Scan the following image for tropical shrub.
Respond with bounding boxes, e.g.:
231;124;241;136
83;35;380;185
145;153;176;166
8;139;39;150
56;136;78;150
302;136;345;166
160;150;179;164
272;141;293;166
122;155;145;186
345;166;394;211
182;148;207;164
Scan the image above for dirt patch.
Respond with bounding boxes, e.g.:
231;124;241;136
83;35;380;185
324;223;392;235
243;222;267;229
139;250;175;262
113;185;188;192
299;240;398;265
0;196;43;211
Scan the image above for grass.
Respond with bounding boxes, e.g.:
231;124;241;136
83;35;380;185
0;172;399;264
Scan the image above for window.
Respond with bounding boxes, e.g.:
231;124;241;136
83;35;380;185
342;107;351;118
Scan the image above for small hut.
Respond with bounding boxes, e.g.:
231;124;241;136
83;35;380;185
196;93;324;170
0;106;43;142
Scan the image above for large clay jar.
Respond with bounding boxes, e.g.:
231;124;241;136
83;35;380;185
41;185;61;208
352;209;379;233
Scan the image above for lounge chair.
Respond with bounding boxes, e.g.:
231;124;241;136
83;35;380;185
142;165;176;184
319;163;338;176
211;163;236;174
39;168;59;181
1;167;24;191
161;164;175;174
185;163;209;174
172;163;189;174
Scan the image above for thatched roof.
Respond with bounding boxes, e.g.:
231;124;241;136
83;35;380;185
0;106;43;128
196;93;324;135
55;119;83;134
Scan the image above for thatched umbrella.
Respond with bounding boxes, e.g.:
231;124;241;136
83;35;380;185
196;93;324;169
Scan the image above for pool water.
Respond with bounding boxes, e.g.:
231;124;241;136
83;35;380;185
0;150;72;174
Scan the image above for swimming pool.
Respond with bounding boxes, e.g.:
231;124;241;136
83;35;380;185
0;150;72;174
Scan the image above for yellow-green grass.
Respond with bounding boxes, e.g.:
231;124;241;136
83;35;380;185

Exercise aim: Write out, please, all of the material above exactly as written.

Task output:
Scan the following image for tropical shrub.
Respond with bounding boxes, e.g.:
231;124;241;136
83;35;380;185
145;153;176;166
8;139;39;150
56;136;78;150
302;136;345;166
160;150;179;164
272;141;293;166
122;155;145;186
345;166;394;211
182;148;207;164
Scan the image above for dirt patch.
Respond with bounding boxes, e.g.:
231;124;241;136
83;35;380;185
324;223;392;235
243;222;267;229
139;250;175;262
113;185;188;192
299;240;398;265
0;196;43;211
Scan the image above for grass.
Respond with bounding boxes, e.g.:
231;124;241;136
83;35;380;185
0;172;399;264
Scan the image above for window.
Respond with bounding boxes, e.g.:
231;124;241;136
83;35;380;185
342;107;351;118
Scan the image above for small hut.
Respond with bounding boxes, e.g.:
231;124;241;136
83;35;380;185
196;93;324;170
0;106;43;142
Scan the image above for large clay jar.
Respond with bounding boxes, e.g.:
231;124;241;136
83;35;380;185
41;185;61;208
352;209;379;233
Scan the image above for lounge chair.
Respond with bounding boxes, e.g.:
231;124;241;136
83;35;380;185
142;165;176;184
319;163;338;176
211;163;236;174
39;168;59;181
1;167;24;191
161;164;175;174
185;163;209;174
172;163;189;174
Scan the image above for thatched roof.
Respond with bounding boxes, e.g.:
231;124;241;136
83;35;380;185
0;106;43;128
196;93;324;135
55;119;83;134
Scan the image above for thatched umbrella.
Respond with bounding boxes, e.g.:
231;124;241;136
83;35;380;185
196;93;324;169
Scan the image above for pool water.
Respond with bounding boxes, e.g.:
231;124;241;136
83;35;380;185
0;150;72;174
Scan the image above for swimming pool.
Respond with bounding boxes, e.g.:
231;124;241;136
83;35;380;185
0;150;72;174
Scan the image above for yellow-green grass.
Respond with bounding boxes, e.g.:
231;124;241;136
83;35;380;185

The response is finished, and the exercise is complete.